## WHAT YOU NEED TO DO
Write out the lines from the one containing "Goal: identify person standing" through the last line, with both ends included, reproducing each exactly.

A sequence of records
━━━━━━
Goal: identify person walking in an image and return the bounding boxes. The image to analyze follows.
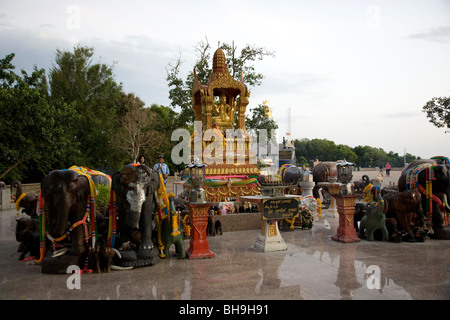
[386,162,391,177]
[153,155,170,185]
[136,154,145,164]
[378,163,384,176]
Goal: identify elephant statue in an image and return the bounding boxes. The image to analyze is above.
[279,164,305,185]
[353,175,371,194]
[156,193,186,259]
[311,161,337,201]
[398,159,450,240]
[16,216,40,260]
[312,161,337,183]
[358,195,389,241]
[41,170,90,256]
[111,164,161,267]
[41,170,95,273]
[382,189,424,242]
[11,180,38,219]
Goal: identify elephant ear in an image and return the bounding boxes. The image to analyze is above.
[111,171,127,197]
[147,171,160,197]
[63,170,80,193]
[120,166,137,188]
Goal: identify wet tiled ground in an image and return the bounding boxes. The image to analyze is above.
[0,210,450,300]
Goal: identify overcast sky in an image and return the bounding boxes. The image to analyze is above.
[0,0,450,160]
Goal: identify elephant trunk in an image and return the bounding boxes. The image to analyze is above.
[11,180,22,200]
[126,183,145,228]
[442,193,450,212]
[48,202,70,238]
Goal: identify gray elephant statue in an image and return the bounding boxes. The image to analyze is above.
[11,180,38,219]
[111,164,160,267]
[398,159,450,240]
[41,170,90,273]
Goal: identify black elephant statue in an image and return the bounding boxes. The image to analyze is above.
[381,189,425,242]
[358,195,389,241]
[16,216,40,260]
[156,193,186,259]
[398,159,450,240]
[111,164,161,267]
[312,161,337,183]
[11,180,38,219]
[279,164,305,185]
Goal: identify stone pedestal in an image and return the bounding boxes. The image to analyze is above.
[239,195,301,252]
[253,219,287,252]
[317,182,341,217]
[300,181,316,197]
[0,189,15,210]
[186,202,215,259]
[331,194,360,243]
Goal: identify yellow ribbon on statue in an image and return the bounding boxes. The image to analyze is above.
[16,193,27,213]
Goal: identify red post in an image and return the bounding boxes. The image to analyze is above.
[186,203,215,259]
[331,194,360,243]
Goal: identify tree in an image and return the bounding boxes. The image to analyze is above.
[245,104,278,140]
[50,46,121,168]
[111,94,162,162]
[422,97,450,133]
[166,37,274,127]
[0,53,78,180]
[145,104,185,173]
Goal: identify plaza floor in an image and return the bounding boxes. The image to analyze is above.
[0,206,450,300]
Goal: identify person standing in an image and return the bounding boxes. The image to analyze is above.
[137,154,145,164]
[386,162,391,177]
[378,163,384,176]
[153,155,170,185]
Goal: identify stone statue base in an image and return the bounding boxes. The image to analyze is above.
[113,247,161,268]
[41,252,85,274]
[253,220,287,252]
━━━━━━
## ANSWER TO THIS PROBLEM
Goal: identify person standing in an image and return the bounding boxes. The image to analyze is above.
[137,154,145,164]
[386,162,391,177]
[378,163,384,176]
[153,155,170,185]
Goal: identify stone statue base in an image and return the bounding boxes. The image to analyze is above.
[113,247,161,268]
[41,252,85,274]
[253,220,287,252]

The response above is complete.